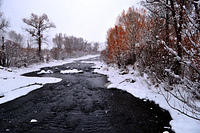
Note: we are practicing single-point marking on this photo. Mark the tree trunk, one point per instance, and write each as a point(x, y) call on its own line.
point(178, 29)
point(3, 53)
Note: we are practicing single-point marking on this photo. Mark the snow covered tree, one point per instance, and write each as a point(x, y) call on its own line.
point(38, 25)
point(16, 37)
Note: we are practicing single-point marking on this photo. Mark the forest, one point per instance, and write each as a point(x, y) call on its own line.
point(163, 40)
point(16, 50)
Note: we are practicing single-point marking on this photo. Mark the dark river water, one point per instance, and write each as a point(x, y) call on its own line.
point(80, 103)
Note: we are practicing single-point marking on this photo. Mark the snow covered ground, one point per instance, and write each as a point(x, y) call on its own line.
point(13, 85)
point(71, 71)
point(141, 87)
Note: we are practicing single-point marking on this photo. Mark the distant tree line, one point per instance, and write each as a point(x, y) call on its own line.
point(17, 51)
point(70, 46)
point(162, 40)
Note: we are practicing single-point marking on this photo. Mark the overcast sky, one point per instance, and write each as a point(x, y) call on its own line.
point(89, 19)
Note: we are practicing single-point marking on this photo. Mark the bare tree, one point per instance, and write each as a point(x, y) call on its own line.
point(3, 23)
point(38, 25)
point(58, 40)
point(15, 37)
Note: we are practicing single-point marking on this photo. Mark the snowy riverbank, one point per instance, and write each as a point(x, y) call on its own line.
point(141, 87)
point(13, 85)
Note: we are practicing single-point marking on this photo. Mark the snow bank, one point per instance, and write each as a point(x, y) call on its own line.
point(71, 71)
point(45, 72)
point(13, 85)
point(142, 88)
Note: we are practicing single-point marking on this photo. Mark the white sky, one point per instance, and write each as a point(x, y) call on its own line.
point(89, 19)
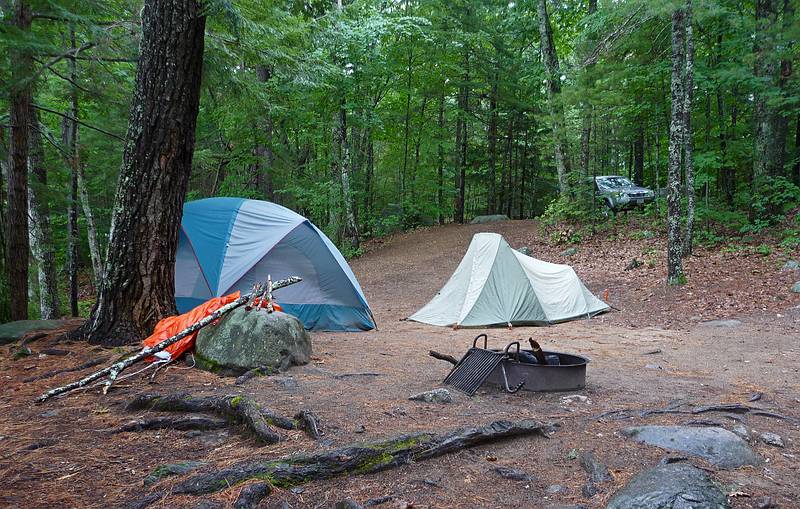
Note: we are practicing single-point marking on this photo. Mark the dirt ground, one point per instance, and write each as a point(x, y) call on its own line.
point(61, 454)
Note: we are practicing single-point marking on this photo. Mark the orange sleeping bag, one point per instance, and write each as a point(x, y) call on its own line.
point(172, 325)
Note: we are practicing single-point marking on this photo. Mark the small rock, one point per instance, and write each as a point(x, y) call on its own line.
point(741, 430)
point(209, 504)
point(634, 264)
point(434, 396)
point(575, 398)
point(764, 503)
point(347, 504)
point(772, 439)
point(512, 474)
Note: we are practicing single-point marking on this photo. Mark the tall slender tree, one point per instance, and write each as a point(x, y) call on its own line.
point(676, 135)
point(139, 285)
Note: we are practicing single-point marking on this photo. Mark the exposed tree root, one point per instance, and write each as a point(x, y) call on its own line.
point(251, 495)
point(356, 459)
point(241, 409)
point(191, 422)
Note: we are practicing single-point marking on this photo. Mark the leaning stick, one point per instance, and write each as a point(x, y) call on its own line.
point(115, 369)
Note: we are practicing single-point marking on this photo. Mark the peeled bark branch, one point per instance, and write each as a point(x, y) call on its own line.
point(355, 459)
point(115, 369)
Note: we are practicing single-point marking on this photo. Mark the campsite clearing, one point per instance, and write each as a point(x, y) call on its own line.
point(61, 454)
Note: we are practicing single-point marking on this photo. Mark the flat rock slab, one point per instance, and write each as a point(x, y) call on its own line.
point(491, 218)
point(673, 486)
point(14, 331)
point(718, 446)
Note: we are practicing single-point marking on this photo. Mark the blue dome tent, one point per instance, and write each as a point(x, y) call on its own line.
point(228, 244)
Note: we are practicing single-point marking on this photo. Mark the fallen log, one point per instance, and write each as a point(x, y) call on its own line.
point(355, 459)
point(51, 374)
point(113, 371)
point(186, 423)
point(242, 409)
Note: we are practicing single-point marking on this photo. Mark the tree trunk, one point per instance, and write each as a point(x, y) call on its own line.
point(688, 141)
point(764, 159)
point(491, 203)
point(440, 168)
point(350, 232)
point(638, 155)
point(264, 151)
point(553, 73)
point(139, 285)
point(17, 248)
point(674, 266)
point(41, 238)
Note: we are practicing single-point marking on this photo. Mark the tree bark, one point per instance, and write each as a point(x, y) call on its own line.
point(350, 232)
point(553, 73)
point(491, 202)
point(674, 249)
point(264, 152)
point(17, 248)
point(688, 140)
point(139, 284)
point(440, 166)
point(41, 238)
point(764, 156)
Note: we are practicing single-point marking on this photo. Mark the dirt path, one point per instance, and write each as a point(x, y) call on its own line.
point(701, 363)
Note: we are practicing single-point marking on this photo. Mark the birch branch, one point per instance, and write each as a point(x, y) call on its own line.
point(115, 369)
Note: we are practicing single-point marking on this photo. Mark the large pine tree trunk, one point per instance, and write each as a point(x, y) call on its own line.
point(491, 202)
point(688, 142)
point(553, 73)
point(764, 157)
point(17, 217)
point(41, 237)
point(264, 151)
point(674, 251)
point(139, 284)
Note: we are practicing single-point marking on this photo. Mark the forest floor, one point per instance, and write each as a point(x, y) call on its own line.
point(60, 454)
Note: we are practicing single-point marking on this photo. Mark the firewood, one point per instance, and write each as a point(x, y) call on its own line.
point(354, 459)
point(113, 371)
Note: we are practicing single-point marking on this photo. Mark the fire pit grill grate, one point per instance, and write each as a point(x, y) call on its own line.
point(475, 367)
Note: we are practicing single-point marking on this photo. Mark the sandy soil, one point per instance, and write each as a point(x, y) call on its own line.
point(79, 464)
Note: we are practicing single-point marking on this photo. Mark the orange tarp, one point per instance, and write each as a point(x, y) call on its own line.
point(172, 325)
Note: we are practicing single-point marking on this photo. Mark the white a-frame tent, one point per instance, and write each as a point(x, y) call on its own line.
point(497, 285)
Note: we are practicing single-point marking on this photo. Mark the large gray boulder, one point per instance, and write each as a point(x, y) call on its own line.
point(718, 446)
point(673, 486)
point(245, 340)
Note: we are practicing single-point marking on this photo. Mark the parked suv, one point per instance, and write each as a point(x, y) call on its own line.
point(618, 193)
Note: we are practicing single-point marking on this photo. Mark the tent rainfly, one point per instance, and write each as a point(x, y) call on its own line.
point(228, 244)
point(497, 285)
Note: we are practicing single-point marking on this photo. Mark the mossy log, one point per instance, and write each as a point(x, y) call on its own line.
point(355, 459)
point(242, 409)
point(184, 423)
--------
Task objective: Give back exactly the lines from the line holding "the large gray" through the last line of the listing, including both.

Result for this exercise:
Note: we are practicing single-point marking on this photo. Mark the large gray boulder, one point per instance, and write each as a point(x, y) call on its own line.
point(718, 446)
point(673, 486)
point(245, 340)
Note: we are practicing single-point marking on this photo. Mark the parked suv, one point per instance, and write each as a point(x, y) call on its own line.
point(618, 193)
Note: we are practicing single-point marking on this photo. Mark the tent rainfly, one point per instance, and write each as a point(x, y) call on its own line.
point(228, 244)
point(497, 285)
Note: we are practicing single-point marking on this photo. Mark the mossy log, one point per instance, and write each as a point(x, y) call on its own line.
point(355, 459)
point(242, 409)
point(184, 423)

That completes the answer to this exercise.